§ Required work: After finding the line containing "target: arched window" below, please output that line and each following one through the line containing "the dark doorway", exactly as written.

(Stored records)
* * * * * * *
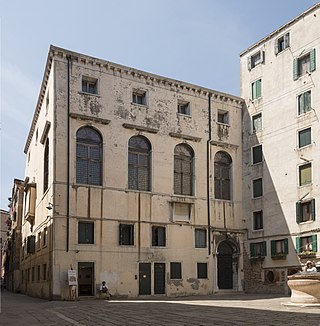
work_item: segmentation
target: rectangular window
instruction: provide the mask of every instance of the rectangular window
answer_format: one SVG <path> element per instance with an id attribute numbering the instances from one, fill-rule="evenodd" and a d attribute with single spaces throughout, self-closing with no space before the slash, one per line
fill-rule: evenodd
<path id="1" fill-rule="evenodd" d="M 119 244 L 125 246 L 134 245 L 134 225 L 120 224 L 119 225 Z"/>
<path id="2" fill-rule="evenodd" d="M 311 144 L 311 128 L 303 129 L 299 131 L 299 148 L 305 147 Z"/>
<path id="3" fill-rule="evenodd" d="M 190 103 L 184 101 L 178 101 L 178 113 L 191 115 Z"/>
<path id="4" fill-rule="evenodd" d="M 311 91 L 304 92 L 298 96 L 298 115 L 311 110 Z"/>
<path id="5" fill-rule="evenodd" d="M 253 230 L 263 229 L 263 213 L 262 211 L 253 212 Z"/>
<path id="6" fill-rule="evenodd" d="M 147 105 L 147 94 L 145 91 L 134 90 L 132 92 L 132 103 Z"/>
<path id="7" fill-rule="evenodd" d="M 251 84 L 251 90 L 253 100 L 261 97 L 261 79 L 258 79 Z"/>
<path id="8" fill-rule="evenodd" d="M 229 124 L 229 112 L 218 110 L 218 123 Z"/>
<path id="9" fill-rule="evenodd" d="M 152 246 L 165 247 L 166 246 L 166 228 L 163 226 L 152 227 Z"/>
<path id="10" fill-rule="evenodd" d="M 38 232 L 37 249 L 41 248 L 41 232 Z"/>
<path id="11" fill-rule="evenodd" d="M 271 240 L 271 257 L 283 256 L 289 253 L 288 239 Z"/>
<path id="12" fill-rule="evenodd" d="M 299 186 L 306 186 L 311 184 L 311 163 L 299 166 Z"/>
<path id="13" fill-rule="evenodd" d="M 38 265 L 37 279 L 38 279 L 38 281 L 40 281 L 40 279 L 41 279 L 41 266 L 40 265 Z"/>
<path id="14" fill-rule="evenodd" d="M 47 237 L 48 237 L 48 229 L 44 228 L 42 233 L 42 246 L 45 247 L 47 245 Z"/>
<path id="15" fill-rule="evenodd" d="M 181 280 L 181 263 L 170 263 L 170 278 L 172 280 Z"/>
<path id="16" fill-rule="evenodd" d="M 316 49 L 293 60 L 293 80 L 316 70 Z"/>
<path id="17" fill-rule="evenodd" d="M 252 164 L 262 162 L 262 145 L 252 147 Z"/>
<path id="18" fill-rule="evenodd" d="M 314 221 L 316 219 L 315 199 L 296 203 L 297 223 Z"/>
<path id="19" fill-rule="evenodd" d="M 34 235 L 29 235 L 27 238 L 27 253 L 33 254 L 36 249 L 36 237 Z"/>
<path id="20" fill-rule="evenodd" d="M 94 243 L 94 223 L 79 222 L 78 224 L 78 243 L 93 244 Z"/>
<path id="21" fill-rule="evenodd" d="M 208 264 L 197 263 L 197 275 L 199 278 L 208 278 Z"/>
<path id="22" fill-rule="evenodd" d="M 265 257 L 267 255 L 266 241 L 250 243 L 250 257 Z"/>
<path id="23" fill-rule="evenodd" d="M 192 215 L 192 204 L 173 203 L 173 220 L 179 222 L 190 222 Z"/>
<path id="24" fill-rule="evenodd" d="M 31 269 L 31 281 L 34 282 L 34 280 L 35 280 L 35 269 L 34 269 L 34 267 L 32 267 L 32 269 Z"/>
<path id="25" fill-rule="evenodd" d="M 275 43 L 275 54 L 282 52 L 290 46 L 290 33 L 286 33 L 279 37 Z"/>
<path id="26" fill-rule="evenodd" d="M 260 50 L 257 53 L 254 53 L 248 58 L 248 70 L 253 69 L 254 67 L 264 63 L 264 51 Z"/>
<path id="27" fill-rule="evenodd" d="M 253 187 L 253 198 L 261 197 L 263 195 L 262 178 L 253 180 L 252 187 Z"/>
<path id="28" fill-rule="evenodd" d="M 195 247 L 207 247 L 207 231 L 204 229 L 195 229 Z"/>
<path id="29" fill-rule="evenodd" d="M 262 114 L 258 113 L 252 116 L 252 131 L 258 132 L 262 130 Z"/>
<path id="30" fill-rule="evenodd" d="M 42 265 L 42 279 L 47 280 L 47 264 Z"/>
<path id="31" fill-rule="evenodd" d="M 301 252 L 317 252 L 317 235 L 313 234 L 306 237 L 296 238 L 296 251 Z"/>
<path id="32" fill-rule="evenodd" d="M 82 92 L 98 94 L 98 80 L 96 78 L 82 76 Z"/>

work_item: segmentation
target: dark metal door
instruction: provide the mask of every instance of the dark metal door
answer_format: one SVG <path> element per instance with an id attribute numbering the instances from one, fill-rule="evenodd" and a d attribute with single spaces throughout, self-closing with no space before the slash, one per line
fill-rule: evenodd
<path id="1" fill-rule="evenodd" d="M 154 264 L 154 294 L 165 294 L 166 265 Z"/>
<path id="2" fill-rule="evenodd" d="M 78 263 L 79 296 L 93 296 L 93 263 Z"/>
<path id="3" fill-rule="evenodd" d="M 223 241 L 218 248 L 218 287 L 219 289 L 233 288 L 232 246 Z"/>
<path id="4" fill-rule="evenodd" d="M 139 294 L 151 294 L 151 264 L 139 263 Z"/>

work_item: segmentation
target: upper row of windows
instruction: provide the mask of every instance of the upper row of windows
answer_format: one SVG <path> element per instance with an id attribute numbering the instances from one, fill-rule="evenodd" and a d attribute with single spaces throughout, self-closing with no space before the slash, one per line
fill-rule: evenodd
<path id="1" fill-rule="evenodd" d="M 76 181 L 102 185 L 102 137 L 91 127 L 82 127 L 76 134 Z M 128 188 L 151 191 L 151 144 L 144 136 L 133 136 L 128 143 Z M 219 151 L 214 158 L 216 199 L 231 199 L 232 159 Z M 174 149 L 174 193 L 194 195 L 194 151 L 187 144 Z"/>

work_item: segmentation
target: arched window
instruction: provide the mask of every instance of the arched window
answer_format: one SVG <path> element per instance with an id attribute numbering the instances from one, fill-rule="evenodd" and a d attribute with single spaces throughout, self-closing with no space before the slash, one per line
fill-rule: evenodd
<path id="1" fill-rule="evenodd" d="M 49 184 L 49 139 L 46 140 L 43 156 L 43 192 L 46 192 Z"/>
<path id="2" fill-rule="evenodd" d="M 193 157 L 190 146 L 179 144 L 174 149 L 174 193 L 193 195 Z"/>
<path id="3" fill-rule="evenodd" d="M 150 191 L 151 145 L 147 138 L 134 136 L 129 139 L 128 188 Z"/>
<path id="4" fill-rule="evenodd" d="M 216 199 L 231 199 L 232 159 L 226 152 L 218 152 L 214 157 L 214 194 Z"/>
<path id="5" fill-rule="evenodd" d="M 102 138 L 91 127 L 77 131 L 77 183 L 102 185 Z"/>

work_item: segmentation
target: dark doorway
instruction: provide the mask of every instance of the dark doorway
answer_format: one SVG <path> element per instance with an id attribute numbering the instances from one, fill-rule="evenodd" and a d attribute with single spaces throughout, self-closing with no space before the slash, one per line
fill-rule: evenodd
<path id="1" fill-rule="evenodd" d="M 154 294 L 165 294 L 166 265 L 154 264 Z"/>
<path id="2" fill-rule="evenodd" d="M 78 263 L 79 296 L 93 296 L 94 263 Z"/>
<path id="3" fill-rule="evenodd" d="M 151 264 L 139 264 L 139 294 L 151 294 Z"/>
<path id="4" fill-rule="evenodd" d="M 232 246 L 227 241 L 218 248 L 218 287 L 219 289 L 233 288 Z"/>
* * * * * * *
§ Solution to the exercise:
target: arched window
instruction: provide the mask of every instance of the arched window
answer_format: one SVG <path> element per instance with an id attribute numbering the instances from one, fill-rule="evenodd" and a d attribute with single spaces throughout, self-closing with no space before the slash, one per line
fill-rule: evenodd
<path id="1" fill-rule="evenodd" d="M 49 184 L 49 139 L 46 140 L 43 156 L 43 192 L 46 192 Z"/>
<path id="2" fill-rule="evenodd" d="M 193 157 L 190 146 L 179 144 L 174 149 L 174 193 L 193 195 Z"/>
<path id="3" fill-rule="evenodd" d="M 150 191 L 151 145 L 147 138 L 134 136 L 129 139 L 128 188 Z"/>
<path id="4" fill-rule="evenodd" d="M 216 199 L 231 199 L 232 159 L 226 152 L 218 152 L 214 157 L 214 194 Z"/>
<path id="5" fill-rule="evenodd" d="M 102 138 L 91 127 L 77 131 L 77 183 L 102 185 Z"/>

work_item: segmentation
target: dark doorway
instruction: provide the mask of every instance of the dark doorway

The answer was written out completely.